[Data records]
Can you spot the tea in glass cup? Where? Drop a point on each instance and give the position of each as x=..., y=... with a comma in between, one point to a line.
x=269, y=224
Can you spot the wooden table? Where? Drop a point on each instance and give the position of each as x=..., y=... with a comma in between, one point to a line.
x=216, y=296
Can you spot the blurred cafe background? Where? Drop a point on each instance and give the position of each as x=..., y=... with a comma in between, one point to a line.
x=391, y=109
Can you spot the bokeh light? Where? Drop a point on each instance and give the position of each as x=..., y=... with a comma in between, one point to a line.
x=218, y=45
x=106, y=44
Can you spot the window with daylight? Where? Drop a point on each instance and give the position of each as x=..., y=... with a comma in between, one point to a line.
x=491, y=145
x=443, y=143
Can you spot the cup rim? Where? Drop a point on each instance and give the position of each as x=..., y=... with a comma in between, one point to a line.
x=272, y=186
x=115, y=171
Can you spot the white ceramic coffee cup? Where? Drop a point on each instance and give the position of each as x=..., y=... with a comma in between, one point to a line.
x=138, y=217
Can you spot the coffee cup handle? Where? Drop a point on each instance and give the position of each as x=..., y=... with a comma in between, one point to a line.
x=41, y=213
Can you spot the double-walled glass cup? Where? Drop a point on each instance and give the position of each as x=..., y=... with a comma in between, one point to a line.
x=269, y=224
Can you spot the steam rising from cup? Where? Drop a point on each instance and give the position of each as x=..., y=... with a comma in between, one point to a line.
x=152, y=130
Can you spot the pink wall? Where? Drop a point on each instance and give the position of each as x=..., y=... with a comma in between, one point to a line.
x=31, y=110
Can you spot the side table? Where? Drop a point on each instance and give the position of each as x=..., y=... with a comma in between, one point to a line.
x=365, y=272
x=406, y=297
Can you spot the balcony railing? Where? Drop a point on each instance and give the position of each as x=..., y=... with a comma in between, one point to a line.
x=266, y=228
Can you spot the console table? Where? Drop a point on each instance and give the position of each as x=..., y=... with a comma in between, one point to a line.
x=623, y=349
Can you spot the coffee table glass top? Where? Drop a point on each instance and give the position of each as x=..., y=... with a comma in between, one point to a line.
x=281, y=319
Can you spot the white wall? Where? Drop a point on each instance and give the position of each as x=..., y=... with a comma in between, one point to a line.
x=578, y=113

* PROBLEM STATEMENT *
In this exercise, repeat the entries above verbatim.

* WRITTEN RESPONSE *
Can you spot the tea in glass cup? Where? Drop a point on each instance and give the position of each as x=..., y=... with a comma in between, one point to a line.
x=269, y=224
Can you spot the wooden table? Where? Drop a point on each instance and give the position of each as x=..., y=... with a comma in between, one point to a line.
x=216, y=296
Can you spot the blurred cafe background? Where? Drop a point on each instance and give the position of each as x=..., y=... with a comma in between, one point to a line.
x=391, y=109
Can you spot the bokeh light? Where? Drop a point on each instance and give the position of each as x=..., y=... with a comma in between, one point to a line.
x=218, y=45
x=106, y=44
Can you spot the window with daylight? Where? Drop a point on each instance and give the position of each as x=..., y=... with a comma in between, one point to a line.
x=491, y=145
x=443, y=143
Can you spot the cup rim? Where? Drop a point on each instance and give the position of each as x=..., y=... with a comma in between, one point to a line.
x=272, y=186
x=115, y=171
Can you spot the white ceramic coffee cup? Where? Drop a point on each instance and give the position of each as x=..., y=... with a comma in between, one point to a line.
x=138, y=217
Can you spot the coffee cup handle? Where? Drop a point on each instance and give the position of each as x=..., y=... with a comma in between, one point to a line.
x=41, y=213
Can you spot the double-walled glass cup? Where? Drop a point on each instance and give the position of each as x=..., y=... with a comma in between, one point to a line.
x=269, y=224
Can you spot the steam rising from cup? Where? Drop a point on each instance and give the position of each as x=..., y=... with a comma in between, one point to a line.
x=152, y=130
Can you spot the pink wall? Where? Drop a point on each instance and give the position of each as x=..., y=... with a comma in between, one point to a line.
x=31, y=110
Can you spot the side table? Where? Drop a point on each instance and give the position of each as x=..., y=... with a comma in between, one point to a line.
x=365, y=272
x=406, y=297
Can you spot the balcony railing? Where? Drop a point on each instance and give the position of each as x=..., y=... with a comma in between, one point to a line.
x=266, y=228
Can you spot the console table? Where? Drop a point on each instance and give the position of each as x=..., y=... with a comma in between, one point to a line.
x=623, y=349
Can you spot the coffee table glass top? Where? Drop a point on each instance and give the position of each as x=..., y=... with a comma in between, one point to a line.
x=281, y=319
Can you spot the white wall? Where? Drop a point on each instance and give the position of each as x=..., y=... with a comma in between, one point to a line.
x=578, y=113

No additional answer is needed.